*Data for this exercise*.
(begin)
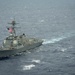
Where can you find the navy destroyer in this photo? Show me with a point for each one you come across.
(14, 44)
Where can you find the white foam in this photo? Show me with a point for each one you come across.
(54, 40)
(28, 67)
(36, 61)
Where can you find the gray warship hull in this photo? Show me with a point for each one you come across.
(13, 52)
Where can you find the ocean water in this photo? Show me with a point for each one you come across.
(53, 21)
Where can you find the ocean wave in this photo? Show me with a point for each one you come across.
(28, 67)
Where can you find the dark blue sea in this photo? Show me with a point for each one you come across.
(53, 21)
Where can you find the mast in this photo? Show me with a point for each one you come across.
(11, 29)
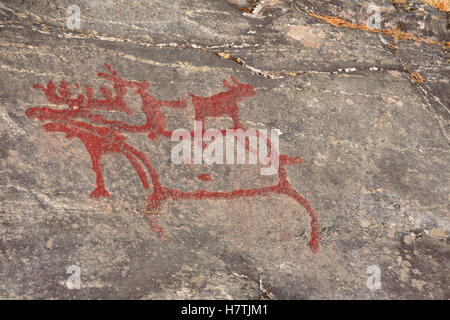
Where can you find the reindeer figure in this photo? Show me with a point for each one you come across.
(223, 103)
(101, 136)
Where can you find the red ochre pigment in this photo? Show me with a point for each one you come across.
(101, 136)
(205, 177)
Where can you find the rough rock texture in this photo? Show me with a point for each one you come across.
(373, 137)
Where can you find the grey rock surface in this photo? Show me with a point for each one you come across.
(374, 144)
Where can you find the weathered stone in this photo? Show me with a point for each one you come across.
(374, 144)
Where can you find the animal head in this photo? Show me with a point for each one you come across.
(244, 90)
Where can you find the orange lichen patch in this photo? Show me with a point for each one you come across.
(395, 33)
(443, 5)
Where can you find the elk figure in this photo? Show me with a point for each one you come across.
(224, 103)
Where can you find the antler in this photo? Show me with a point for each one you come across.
(227, 84)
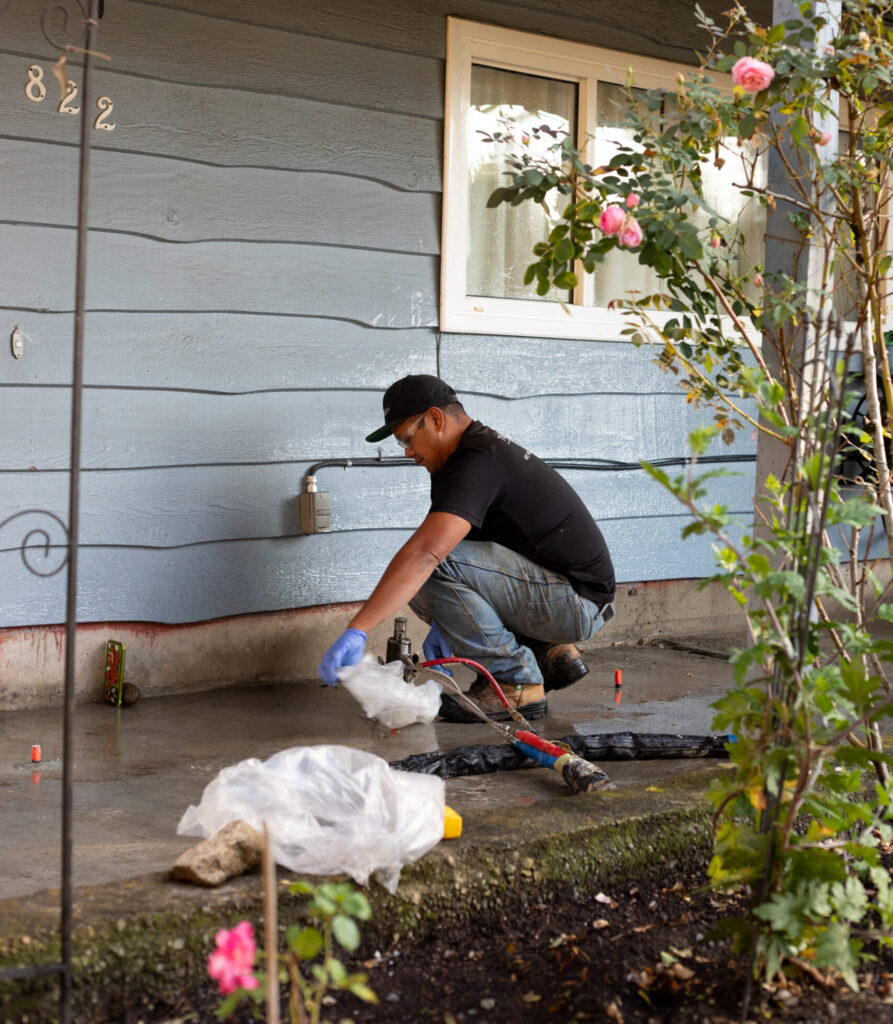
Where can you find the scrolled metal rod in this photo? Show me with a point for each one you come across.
(39, 531)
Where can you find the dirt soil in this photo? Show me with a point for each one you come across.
(643, 954)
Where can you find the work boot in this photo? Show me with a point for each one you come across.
(529, 700)
(561, 664)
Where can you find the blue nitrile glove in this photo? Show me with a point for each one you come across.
(435, 646)
(347, 649)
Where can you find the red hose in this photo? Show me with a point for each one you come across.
(477, 668)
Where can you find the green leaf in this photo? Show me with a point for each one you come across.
(356, 905)
(565, 281)
(345, 931)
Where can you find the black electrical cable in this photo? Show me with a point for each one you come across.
(603, 465)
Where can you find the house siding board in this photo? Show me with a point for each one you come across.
(229, 127)
(173, 201)
(652, 28)
(178, 506)
(136, 428)
(199, 582)
(225, 353)
(263, 262)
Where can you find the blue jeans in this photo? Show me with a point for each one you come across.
(482, 596)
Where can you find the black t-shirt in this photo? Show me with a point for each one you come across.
(512, 498)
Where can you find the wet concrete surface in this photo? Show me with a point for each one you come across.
(137, 769)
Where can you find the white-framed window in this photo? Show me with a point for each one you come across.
(494, 74)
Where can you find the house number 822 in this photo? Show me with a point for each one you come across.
(36, 92)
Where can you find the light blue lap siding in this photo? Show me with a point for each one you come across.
(263, 261)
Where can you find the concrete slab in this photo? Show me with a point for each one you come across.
(137, 769)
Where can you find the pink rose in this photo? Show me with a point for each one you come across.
(631, 235)
(752, 75)
(611, 219)
(231, 963)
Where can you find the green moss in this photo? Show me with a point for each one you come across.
(159, 946)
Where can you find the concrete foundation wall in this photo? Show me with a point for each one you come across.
(285, 645)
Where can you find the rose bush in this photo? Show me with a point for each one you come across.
(800, 821)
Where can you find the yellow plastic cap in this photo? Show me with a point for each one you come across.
(452, 823)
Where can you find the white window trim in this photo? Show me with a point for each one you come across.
(469, 42)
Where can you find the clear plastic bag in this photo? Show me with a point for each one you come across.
(329, 809)
(385, 695)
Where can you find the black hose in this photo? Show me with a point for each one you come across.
(599, 465)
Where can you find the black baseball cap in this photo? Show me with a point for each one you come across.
(411, 396)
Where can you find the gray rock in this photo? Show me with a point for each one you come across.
(236, 849)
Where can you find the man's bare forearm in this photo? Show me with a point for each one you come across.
(410, 567)
(401, 581)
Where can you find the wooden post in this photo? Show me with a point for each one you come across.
(270, 930)
(787, 252)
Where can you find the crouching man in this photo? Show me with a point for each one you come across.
(508, 567)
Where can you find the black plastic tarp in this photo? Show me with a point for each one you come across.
(603, 747)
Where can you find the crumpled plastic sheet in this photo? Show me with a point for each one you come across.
(385, 695)
(604, 747)
(329, 809)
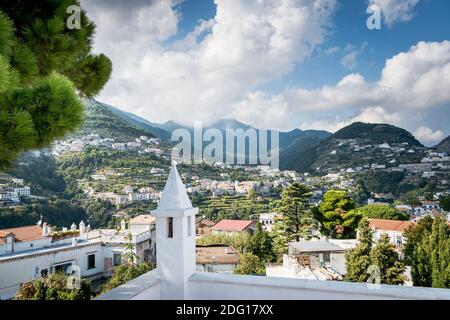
(end)
*Short exercise*. Rewrite the listing above as a JSON list of strings, one string per line and no blank lines, covering the whole listing. Leave the pictures out of the list.

*Output below*.
[
  "Where can you find the navy destroyer in this photo? Show me with a point for each one you come across.",
  "(14, 44)",
  "Where can you find the white foam in this photo? Show me with a point for each one you come across.",
  "(54, 40)",
  "(28, 67)",
  "(36, 61)",
  "Where can you find the gray warship hull in this photo? Show me with a point for each one you come across.",
  "(13, 52)",
  "Where can you find the ocean water in this photo? Show me with a point for each one you come across.",
  "(53, 21)",
  "Where can you find the ocean wave in this photo? Show me with a point for each one you come across.",
  "(28, 67)",
  "Where can you find the dark blue sea in this photo? Show me with a point for each one you come across.",
  "(53, 21)",
  "Where can you find the mast in this photo? Show me with a point for each one you come across.",
  "(11, 29)",
  "Where can you find the reindeer figure in this photo? Show me with a point for each one you come across.",
  "(223, 103)",
  "(101, 136)",
  "Where can you find the red ochre pigment in this photo? Show me with a point for each one you come across.",
  "(101, 136)",
  "(205, 177)",
  "Where can you find the rough rock texture in this photo? Show me with a point for each one you come across.",
  "(373, 137)",
  "Where can you find the grey rock surface in this photo? Show me with a point for each one you come across.",
  "(374, 144)",
  "Where can you find the weathered stone in this photo? Show me with a point for each one you come across.",
  "(374, 144)",
  "Where can you find the animal head in this photo? Show me with a point for each one you come across.",
  "(244, 90)",
  "Where can you find the orange lichen patch in this photo? Show me with a point for each one you come across.",
  "(395, 33)",
  "(443, 5)",
  "Where can you find the elk figure in this photo? Show me with a point for each one you come across.",
  "(224, 103)",
  "Where can you find the antler in this photo? Show me with a point for each one you come across.",
  "(227, 84)",
  "Where can you find the scrolled metal rod in this photo? Show me with a point for each one you come across.",
  "(39, 531)",
  "Where can you find the dirt soil in this photo? Show me with a point for each one you come across.",
  "(643, 954)",
  "Where can you find the work boot in this photo? Show me with a point for each one you come across.",
  "(529, 700)",
  "(561, 664)",
  "Where can you find the blue nitrile glove in this photo? Show me with a point for each one you come across.",
  "(435, 646)",
  "(347, 649)",
  "Where can you find the red hose in this photo? Show me with a point for each one you come across.",
  "(477, 668)",
  "Where can you find the green leaf in this photo? Show me with a point for each one you come across.",
  "(356, 905)",
  "(565, 281)",
  "(345, 931)",
  "Where can you find the black electrical cable in this photo? Show me with a point for each one you come across.",
  "(603, 465)",
  "Where can you find the house siding board in this photo? Show me with a point for each one you come across.",
  "(229, 127)",
  "(173, 201)",
  "(652, 28)",
  "(178, 506)",
  "(136, 428)",
  "(199, 582)",
  "(225, 353)",
  "(263, 262)",
  "Where can you find the blue jeans in this photo? Show me with a point for each one you come across.",
  "(482, 596)",
  "Where can you find the black t-shirt in this photo? Show me with a point for each one you come across.",
  "(512, 498)",
  "Where can you find the wet concrete surface in this photo? Show me with a point for each one you come across.",
  "(137, 769)",
  "Where can you find the white-framed window in this photo? Show me with a point for each one you come across.",
  "(494, 74)",
  "Where can you find the house number 822 in this photo? Show me with a point for each one you come across.",
  "(36, 92)",
  "Where can you find the light blue lap siding in this photo? Show me with a point for each one you come across.",
  "(263, 261)",
  "Where can you find the concrete slab in this photo? Show me with a point for each one you come across.",
  "(137, 769)",
  "Where can you find the pink rose in this photo? Show me with a point for each one you come across.",
  "(631, 235)",
  "(752, 75)",
  "(611, 219)",
  "(231, 963)",
  "Where can you find the green moss in this photo? Show me with a point for each one you come across.",
  "(159, 946)",
  "Where can you find the concrete foundation wall in this photo? Show me with a point for each one you come across.",
  "(285, 645)",
  "Where can you find the rose bush in this photo? Show me with a point for each one you come across.",
  "(800, 821)",
  "Where can you find the yellow plastic cap in this photo? Show me with a point for each one you come across.",
  "(452, 823)",
  "Where can you find the white window trim in this photo? Show me with a point for each one you come across.",
  "(469, 42)",
  "Where can you find the clear plastic bag in this photo? Show me with a point for each one you come across.",
  "(329, 809)",
  "(385, 695)",
  "Where can you find the black hose in this photo? Show me with a point for each one you come across.",
  "(599, 465)",
  "Where can you find the black baseball cap in this photo? Show me with a point for each one you come across.",
  "(411, 396)",
  "Where can you find the gray rock in this photo? Show me with a point for each one you come across.",
  "(236, 849)",
  "Where can you find the man's bare forearm in this photo? Show me with a point for each one you come across.",
  "(410, 567)",
  "(401, 581)",
  "Where can you find the wooden post in this photo? Show me with a point for each one you come across.",
  "(270, 930)",
  "(787, 252)",
  "Where can you find the crouching man in this photo? Show me with a point for each one you come across.",
  "(508, 567)",
  "Where can you find the black plastic tarp in this photo? Show me with a point for each one you come across.",
  "(603, 747)",
  "Where can you find the crumpled plastic sheet in this photo? Show me with a point for each one you come across.",
  "(385, 695)",
  "(604, 747)",
  "(329, 809)"
]